> _Task directions_
Could you give the part that opens with the line containing "the pink hair." and closes with the line containing "Outline every instance of the pink" again, with "pink hair" replaced by "magenta hair" and everything else unchanged?
::::
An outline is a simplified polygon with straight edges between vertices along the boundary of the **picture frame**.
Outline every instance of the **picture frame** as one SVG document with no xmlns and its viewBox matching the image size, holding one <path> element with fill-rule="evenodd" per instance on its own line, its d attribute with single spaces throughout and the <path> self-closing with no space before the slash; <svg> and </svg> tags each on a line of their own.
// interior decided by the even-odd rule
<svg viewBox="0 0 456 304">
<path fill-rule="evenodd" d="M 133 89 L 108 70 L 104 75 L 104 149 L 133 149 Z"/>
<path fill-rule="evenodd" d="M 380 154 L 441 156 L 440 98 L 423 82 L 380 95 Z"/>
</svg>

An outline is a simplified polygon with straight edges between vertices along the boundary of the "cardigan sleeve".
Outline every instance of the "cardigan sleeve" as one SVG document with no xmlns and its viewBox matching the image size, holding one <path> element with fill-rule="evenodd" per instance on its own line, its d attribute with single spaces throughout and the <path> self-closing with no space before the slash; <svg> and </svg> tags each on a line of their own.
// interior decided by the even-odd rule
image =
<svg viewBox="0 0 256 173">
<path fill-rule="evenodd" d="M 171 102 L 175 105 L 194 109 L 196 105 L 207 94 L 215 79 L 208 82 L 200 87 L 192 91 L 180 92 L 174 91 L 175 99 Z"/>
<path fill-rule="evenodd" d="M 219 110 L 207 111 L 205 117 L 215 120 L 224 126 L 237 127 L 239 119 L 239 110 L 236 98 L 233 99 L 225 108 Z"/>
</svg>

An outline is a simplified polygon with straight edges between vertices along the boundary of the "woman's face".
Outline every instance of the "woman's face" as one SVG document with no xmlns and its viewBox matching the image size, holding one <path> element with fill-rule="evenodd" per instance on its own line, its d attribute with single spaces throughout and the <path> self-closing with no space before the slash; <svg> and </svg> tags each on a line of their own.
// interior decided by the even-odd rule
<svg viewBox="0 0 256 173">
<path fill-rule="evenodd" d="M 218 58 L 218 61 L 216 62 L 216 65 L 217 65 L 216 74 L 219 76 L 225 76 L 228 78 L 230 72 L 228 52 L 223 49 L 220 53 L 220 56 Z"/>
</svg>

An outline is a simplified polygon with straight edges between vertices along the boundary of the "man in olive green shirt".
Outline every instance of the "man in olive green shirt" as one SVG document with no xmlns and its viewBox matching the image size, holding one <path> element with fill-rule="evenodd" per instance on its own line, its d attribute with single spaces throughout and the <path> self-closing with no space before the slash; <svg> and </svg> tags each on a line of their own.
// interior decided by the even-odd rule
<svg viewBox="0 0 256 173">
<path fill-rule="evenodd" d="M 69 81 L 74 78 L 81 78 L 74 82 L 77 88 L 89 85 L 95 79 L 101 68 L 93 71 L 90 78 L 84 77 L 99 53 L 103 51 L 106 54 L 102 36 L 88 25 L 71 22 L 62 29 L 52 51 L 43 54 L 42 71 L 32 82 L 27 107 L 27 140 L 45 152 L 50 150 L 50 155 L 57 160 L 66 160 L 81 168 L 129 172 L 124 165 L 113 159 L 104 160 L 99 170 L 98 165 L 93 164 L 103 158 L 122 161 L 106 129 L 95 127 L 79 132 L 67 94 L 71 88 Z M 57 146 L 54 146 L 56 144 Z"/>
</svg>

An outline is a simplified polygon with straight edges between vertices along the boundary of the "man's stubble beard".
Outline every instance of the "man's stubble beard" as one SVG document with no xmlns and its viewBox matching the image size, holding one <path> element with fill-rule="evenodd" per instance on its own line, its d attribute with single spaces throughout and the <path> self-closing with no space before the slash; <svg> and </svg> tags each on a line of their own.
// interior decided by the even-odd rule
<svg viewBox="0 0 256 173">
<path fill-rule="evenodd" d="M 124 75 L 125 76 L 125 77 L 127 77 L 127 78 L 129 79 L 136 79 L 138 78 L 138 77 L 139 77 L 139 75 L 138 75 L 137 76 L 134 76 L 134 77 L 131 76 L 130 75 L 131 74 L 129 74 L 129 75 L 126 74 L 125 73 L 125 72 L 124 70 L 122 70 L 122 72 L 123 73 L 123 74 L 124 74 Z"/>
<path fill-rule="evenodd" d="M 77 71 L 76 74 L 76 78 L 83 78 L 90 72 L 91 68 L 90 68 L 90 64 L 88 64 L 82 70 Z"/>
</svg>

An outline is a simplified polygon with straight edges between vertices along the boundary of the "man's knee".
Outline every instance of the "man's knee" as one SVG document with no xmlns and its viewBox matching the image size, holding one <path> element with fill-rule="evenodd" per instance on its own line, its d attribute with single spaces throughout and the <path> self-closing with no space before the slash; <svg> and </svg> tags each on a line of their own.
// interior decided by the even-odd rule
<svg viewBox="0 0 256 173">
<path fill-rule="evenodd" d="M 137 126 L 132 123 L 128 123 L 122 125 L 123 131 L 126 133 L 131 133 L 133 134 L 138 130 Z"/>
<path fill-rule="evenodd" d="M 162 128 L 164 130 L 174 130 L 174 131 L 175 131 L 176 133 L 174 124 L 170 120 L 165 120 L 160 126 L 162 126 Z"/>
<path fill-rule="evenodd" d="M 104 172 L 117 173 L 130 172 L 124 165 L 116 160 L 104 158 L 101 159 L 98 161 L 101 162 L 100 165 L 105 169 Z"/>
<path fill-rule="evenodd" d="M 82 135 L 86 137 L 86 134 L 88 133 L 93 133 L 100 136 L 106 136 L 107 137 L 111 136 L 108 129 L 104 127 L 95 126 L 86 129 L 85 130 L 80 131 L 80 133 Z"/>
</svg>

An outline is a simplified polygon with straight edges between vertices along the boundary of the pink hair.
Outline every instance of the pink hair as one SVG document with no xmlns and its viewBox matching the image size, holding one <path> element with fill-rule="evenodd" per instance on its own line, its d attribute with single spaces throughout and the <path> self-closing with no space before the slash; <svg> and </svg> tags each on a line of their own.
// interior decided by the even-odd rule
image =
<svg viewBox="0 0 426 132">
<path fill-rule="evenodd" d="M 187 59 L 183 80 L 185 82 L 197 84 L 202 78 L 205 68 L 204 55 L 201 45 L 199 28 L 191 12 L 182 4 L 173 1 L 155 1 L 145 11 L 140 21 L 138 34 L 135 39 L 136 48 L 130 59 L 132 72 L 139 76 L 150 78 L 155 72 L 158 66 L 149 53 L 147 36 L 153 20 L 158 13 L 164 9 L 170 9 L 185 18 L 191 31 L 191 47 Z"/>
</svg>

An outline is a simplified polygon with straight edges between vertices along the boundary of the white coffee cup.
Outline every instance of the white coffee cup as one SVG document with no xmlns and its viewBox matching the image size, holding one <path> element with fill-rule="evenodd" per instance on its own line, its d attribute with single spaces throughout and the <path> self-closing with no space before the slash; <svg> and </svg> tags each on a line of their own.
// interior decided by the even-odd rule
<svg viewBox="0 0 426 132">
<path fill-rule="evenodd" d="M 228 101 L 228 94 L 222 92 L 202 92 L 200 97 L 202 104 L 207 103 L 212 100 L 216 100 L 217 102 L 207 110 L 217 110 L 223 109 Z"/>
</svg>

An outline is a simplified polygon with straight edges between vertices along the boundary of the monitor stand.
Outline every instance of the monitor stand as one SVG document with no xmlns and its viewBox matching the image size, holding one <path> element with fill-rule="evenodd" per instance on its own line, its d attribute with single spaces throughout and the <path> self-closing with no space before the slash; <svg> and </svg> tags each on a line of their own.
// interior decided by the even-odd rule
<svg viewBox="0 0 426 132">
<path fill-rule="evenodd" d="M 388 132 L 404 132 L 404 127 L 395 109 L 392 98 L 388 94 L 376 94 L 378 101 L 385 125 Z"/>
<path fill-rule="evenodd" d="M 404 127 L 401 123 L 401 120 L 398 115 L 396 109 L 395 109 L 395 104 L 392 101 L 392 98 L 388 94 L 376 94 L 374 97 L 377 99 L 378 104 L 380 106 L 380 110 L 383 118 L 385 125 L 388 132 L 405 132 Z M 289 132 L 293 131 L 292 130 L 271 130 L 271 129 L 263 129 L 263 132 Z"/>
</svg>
::::
> _Task output_
An outline is a simplified polygon with straight edges between vertices along the boundary of the magenta hair.
Outline every instance of the magenta hair as one SVG document with no xmlns and its viewBox matching the image size, holding one <path> element with fill-rule="evenodd" per instance on its own line, its d attribute with single spaces throughout and the <path> self-closing with no space before the slash; <svg> and </svg> tags each on a line of their own.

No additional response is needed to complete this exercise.